> AVAILABLE DATA:
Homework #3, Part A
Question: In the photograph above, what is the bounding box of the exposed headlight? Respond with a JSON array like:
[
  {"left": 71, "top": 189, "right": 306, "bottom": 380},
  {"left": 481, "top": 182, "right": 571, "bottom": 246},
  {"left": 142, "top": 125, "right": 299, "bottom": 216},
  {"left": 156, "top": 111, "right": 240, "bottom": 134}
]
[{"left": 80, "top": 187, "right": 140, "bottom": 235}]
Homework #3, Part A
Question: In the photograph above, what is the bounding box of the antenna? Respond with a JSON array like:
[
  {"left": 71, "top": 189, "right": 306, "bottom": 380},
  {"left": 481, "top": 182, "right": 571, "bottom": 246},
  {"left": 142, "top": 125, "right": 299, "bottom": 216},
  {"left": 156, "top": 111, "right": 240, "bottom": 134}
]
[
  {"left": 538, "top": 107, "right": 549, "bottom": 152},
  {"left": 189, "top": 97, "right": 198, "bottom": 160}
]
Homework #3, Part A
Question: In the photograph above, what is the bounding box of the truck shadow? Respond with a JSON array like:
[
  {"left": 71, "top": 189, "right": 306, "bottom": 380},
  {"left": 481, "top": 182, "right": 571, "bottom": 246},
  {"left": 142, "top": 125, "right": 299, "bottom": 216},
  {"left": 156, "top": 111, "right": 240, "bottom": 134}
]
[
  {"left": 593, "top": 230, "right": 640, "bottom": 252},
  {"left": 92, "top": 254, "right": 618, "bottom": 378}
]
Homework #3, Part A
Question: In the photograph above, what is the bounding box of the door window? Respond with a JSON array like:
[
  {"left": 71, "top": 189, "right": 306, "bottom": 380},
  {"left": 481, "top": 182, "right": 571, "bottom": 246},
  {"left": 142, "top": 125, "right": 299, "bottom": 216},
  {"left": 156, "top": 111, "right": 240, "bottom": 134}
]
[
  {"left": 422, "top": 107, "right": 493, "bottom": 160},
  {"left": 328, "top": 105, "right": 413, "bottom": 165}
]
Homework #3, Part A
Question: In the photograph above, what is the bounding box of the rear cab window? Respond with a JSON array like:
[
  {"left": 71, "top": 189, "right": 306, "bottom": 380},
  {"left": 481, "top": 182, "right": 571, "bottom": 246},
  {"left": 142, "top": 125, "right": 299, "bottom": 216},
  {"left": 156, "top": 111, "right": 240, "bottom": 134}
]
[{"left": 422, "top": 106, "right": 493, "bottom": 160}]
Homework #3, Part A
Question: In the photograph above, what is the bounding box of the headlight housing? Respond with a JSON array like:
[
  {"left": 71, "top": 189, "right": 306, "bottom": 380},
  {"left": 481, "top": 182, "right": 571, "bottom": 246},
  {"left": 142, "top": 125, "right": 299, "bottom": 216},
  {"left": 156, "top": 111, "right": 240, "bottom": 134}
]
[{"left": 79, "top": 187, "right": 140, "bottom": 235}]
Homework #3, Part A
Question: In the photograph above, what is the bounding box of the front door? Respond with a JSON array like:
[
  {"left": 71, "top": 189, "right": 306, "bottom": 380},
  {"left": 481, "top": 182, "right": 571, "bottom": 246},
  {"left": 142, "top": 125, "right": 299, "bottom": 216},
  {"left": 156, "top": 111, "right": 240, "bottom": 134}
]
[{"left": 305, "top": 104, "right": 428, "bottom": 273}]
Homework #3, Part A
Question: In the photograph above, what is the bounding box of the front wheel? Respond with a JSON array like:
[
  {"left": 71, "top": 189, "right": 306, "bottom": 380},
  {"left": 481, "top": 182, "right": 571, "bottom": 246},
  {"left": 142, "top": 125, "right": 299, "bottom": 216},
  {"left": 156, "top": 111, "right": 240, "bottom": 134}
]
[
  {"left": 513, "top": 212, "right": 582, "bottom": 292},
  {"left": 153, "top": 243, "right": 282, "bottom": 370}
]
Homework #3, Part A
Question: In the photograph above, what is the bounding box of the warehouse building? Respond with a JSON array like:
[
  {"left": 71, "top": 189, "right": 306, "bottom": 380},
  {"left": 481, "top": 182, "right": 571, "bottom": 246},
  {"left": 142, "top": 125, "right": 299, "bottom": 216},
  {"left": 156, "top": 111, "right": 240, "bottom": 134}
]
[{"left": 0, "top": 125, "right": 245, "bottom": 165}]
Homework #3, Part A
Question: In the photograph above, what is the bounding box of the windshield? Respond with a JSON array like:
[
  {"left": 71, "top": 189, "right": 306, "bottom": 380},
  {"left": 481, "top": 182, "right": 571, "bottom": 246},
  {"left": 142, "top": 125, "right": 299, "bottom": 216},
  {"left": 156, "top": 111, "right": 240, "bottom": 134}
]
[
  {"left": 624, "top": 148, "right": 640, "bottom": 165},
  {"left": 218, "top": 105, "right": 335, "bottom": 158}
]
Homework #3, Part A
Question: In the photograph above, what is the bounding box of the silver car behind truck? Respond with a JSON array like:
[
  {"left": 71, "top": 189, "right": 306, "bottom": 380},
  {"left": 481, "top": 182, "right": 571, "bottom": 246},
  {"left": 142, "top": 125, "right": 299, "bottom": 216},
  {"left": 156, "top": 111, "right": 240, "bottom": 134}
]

> PROBLEM DETAILS:
How many of the lines above contain the word "door"? Reply with the number alone.

> CORRECT RESPONSE:
2